» **Documento**

↓↓↓

Escrevi uma palestra inteira sobre isso e também dei dois seminários sobre a questão do livre-arbítrio versus determinismo. O que eu gostaria de fazer nas sessões de hoje é apresentá-los à meditação analítica sobre isso.

[Veja: Por Que Ainda Não Somos Todos Iluminados? Veja também: Análise do Livre Arbítrio Versus Determinismo, bem como Carma: Nem Livre Arbítrio Nem Determinismo]

O que escrevi é muito longo e não acho que seria muito útil simplesmente ler para vocês, mas o que eu proporia fazermos é ir devagar, porque o importante é treinar como analisar problemas tão difíceis, porque não se pode simplesmente procurar em algum livro (tradicionalmente não se discute esses tipos de tópicos no budismo tibetano). Portanto, iremos até onde conseguirmos e, com sorte, você terá adquirido um pouco das ferramentas para que possa ir mais longe, se quiser. Afinal de contas, o objetivo de vir aqui é aprender. E para seguir o caminho budista, a maneira de aprender é receber as ferramentas e depois aprender a usá-las por conta própria, porque o caminho do desenvolvimento espiritual é um caminho de autodesenvolvimento. Aprendemos a analisar e trabalhar em nós mesmos para alcançar a iluminação. Dessa forma, por meio de nosso esforço e inspiração (orientação de nossos professores), podemos nos desenvolver até a iluminação.

Agora, para analisar, precisamos de muitas ferramentas, e isso significa que precisamos ter ao nosso alcance uma grande quantidade de informações básicas dos ensinamentos budistas. É por isso que o estudo é tão importante. Por exemplo, podemos estudar o lam-rim (os estágios graduais do caminho), mas não é um processo que ocorre uma única vez. Depois de estudar uma vez, você pega tudo do lam-rim inteiro e volta ao início tentando encaixar o que já aprendeu em cada um dos pontos à medida que avança novamente, e depois encaixa todos os estudos Madhyamaka e todas as outras coisas que estudou.

↑↑↑

» **Informações fornecidas**
↓↓↓

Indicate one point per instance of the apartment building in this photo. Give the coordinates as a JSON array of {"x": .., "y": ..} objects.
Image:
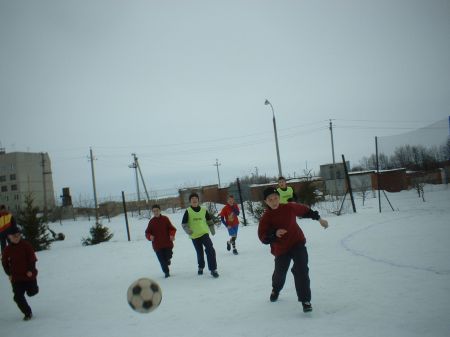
[{"x": 23, "y": 174}]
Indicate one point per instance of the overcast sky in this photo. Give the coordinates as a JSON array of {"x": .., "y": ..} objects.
[{"x": 181, "y": 83}]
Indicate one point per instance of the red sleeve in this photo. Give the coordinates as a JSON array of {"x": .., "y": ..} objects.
[
  {"x": 263, "y": 228},
  {"x": 172, "y": 229}
]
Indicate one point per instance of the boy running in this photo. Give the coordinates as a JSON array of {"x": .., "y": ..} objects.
[
  {"x": 161, "y": 233},
  {"x": 229, "y": 217}
]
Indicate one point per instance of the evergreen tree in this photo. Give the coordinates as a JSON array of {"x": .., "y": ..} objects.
[
  {"x": 34, "y": 229},
  {"x": 99, "y": 233}
]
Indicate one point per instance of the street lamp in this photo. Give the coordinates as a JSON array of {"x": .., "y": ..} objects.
[{"x": 276, "y": 137}]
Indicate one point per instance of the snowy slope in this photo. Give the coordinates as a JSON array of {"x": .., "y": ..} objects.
[{"x": 371, "y": 274}]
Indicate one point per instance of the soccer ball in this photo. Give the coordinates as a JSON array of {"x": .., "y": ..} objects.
[{"x": 144, "y": 295}]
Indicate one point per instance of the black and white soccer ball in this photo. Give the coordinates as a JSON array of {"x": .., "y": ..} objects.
[{"x": 144, "y": 295}]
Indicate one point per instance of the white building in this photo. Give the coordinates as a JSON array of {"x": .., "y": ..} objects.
[{"x": 23, "y": 174}]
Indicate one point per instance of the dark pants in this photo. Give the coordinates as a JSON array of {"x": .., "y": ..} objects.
[
  {"x": 300, "y": 271},
  {"x": 164, "y": 255},
  {"x": 199, "y": 243},
  {"x": 19, "y": 289}
]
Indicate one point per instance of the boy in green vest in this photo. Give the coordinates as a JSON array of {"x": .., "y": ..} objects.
[
  {"x": 287, "y": 194},
  {"x": 197, "y": 223}
]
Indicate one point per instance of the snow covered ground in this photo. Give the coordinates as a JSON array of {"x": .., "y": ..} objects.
[{"x": 371, "y": 274}]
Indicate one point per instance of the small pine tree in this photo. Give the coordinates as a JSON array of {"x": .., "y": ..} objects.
[
  {"x": 99, "y": 233},
  {"x": 35, "y": 230}
]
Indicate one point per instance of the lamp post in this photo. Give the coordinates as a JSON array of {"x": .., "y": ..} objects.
[{"x": 276, "y": 137}]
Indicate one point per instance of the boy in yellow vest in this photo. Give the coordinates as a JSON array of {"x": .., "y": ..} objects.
[
  {"x": 287, "y": 194},
  {"x": 197, "y": 223}
]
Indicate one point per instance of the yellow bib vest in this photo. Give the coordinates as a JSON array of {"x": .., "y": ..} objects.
[
  {"x": 285, "y": 195},
  {"x": 197, "y": 222}
]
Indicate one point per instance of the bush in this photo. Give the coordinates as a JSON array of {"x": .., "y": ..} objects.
[
  {"x": 99, "y": 233},
  {"x": 34, "y": 229}
]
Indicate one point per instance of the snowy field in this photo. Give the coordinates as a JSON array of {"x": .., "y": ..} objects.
[{"x": 371, "y": 274}]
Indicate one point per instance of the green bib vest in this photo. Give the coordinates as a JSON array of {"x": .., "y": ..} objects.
[
  {"x": 285, "y": 195},
  {"x": 197, "y": 222}
]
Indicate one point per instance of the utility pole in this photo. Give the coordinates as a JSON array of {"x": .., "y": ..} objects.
[
  {"x": 217, "y": 164},
  {"x": 93, "y": 184},
  {"x": 135, "y": 166},
  {"x": 276, "y": 137},
  {"x": 142, "y": 179},
  {"x": 44, "y": 172},
  {"x": 334, "y": 162}
]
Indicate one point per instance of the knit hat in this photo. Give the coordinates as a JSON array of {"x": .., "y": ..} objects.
[
  {"x": 192, "y": 195},
  {"x": 270, "y": 190},
  {"x": 13, "y": 230}
]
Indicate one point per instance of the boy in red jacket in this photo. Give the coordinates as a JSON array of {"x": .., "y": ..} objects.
[
  {"x": 161, "y": 233},
  {"x": 229, "y": 217},
  {"x": 278, "y": 227},
  {"x": 19, "y": 263}
]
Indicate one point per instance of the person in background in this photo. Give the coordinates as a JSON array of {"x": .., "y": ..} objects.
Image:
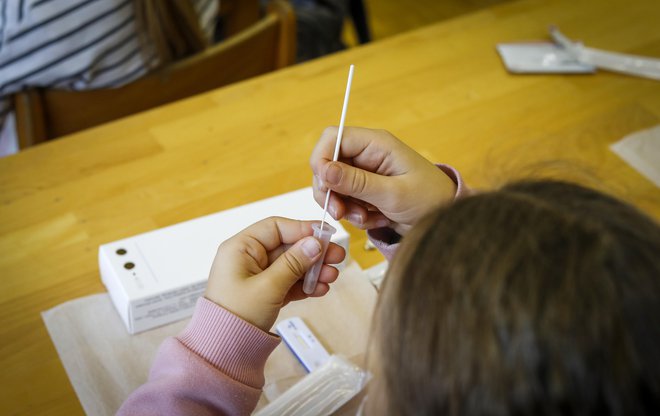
[
  {"x": 539, "y": 298},
  {"x": 90, "y": 44}
]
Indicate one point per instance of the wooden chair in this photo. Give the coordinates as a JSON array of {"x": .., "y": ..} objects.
[{"x": 44, "y": 114}]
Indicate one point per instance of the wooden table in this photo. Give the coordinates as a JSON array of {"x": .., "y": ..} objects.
[{"x": 442, "y": 89}]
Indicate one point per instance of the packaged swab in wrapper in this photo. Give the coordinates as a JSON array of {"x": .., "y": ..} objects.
[{"x": 320, "y": 392}]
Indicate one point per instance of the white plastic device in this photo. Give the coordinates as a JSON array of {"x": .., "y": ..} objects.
[
  {"x": 155, "y": 278},
  {"x": 302, "y": 342}
]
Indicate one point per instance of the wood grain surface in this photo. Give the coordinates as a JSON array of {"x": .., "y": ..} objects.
[{"x": 442, "y": 89}]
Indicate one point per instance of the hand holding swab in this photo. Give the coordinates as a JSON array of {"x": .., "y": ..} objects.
[{"x": 325, "y": 231}]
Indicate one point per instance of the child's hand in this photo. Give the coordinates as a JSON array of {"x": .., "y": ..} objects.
[
  {"x": 259, "y": 270},
  {"x": 378, "y": 180}
]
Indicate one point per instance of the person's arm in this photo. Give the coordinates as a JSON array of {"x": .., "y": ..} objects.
[
  {"x": 215, "y": 366},
  {"x": 380, "y": 184}
]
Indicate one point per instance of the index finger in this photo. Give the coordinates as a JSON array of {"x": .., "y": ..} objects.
[{"x": 275, "y": 231}]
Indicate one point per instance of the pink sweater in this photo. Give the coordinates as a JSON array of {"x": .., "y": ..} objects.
[{"x": 216, "y": 365}]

↑↑↑

» **Tarefa**
Transcreva novamente o trecho do documento de "Escrevi uma palestra" a "analítica sobre isso.", substituindo "palestra" por "conferência".

» **Resposta completa**
Escrevi uma conferência inteira sobre isso e também dei dois seminários sobre a questão do livre-arbítrio versus determinismo. O que eu gostaria de fazer nas sessões de hoje é apresentá-los à meditação analítica sobre isso.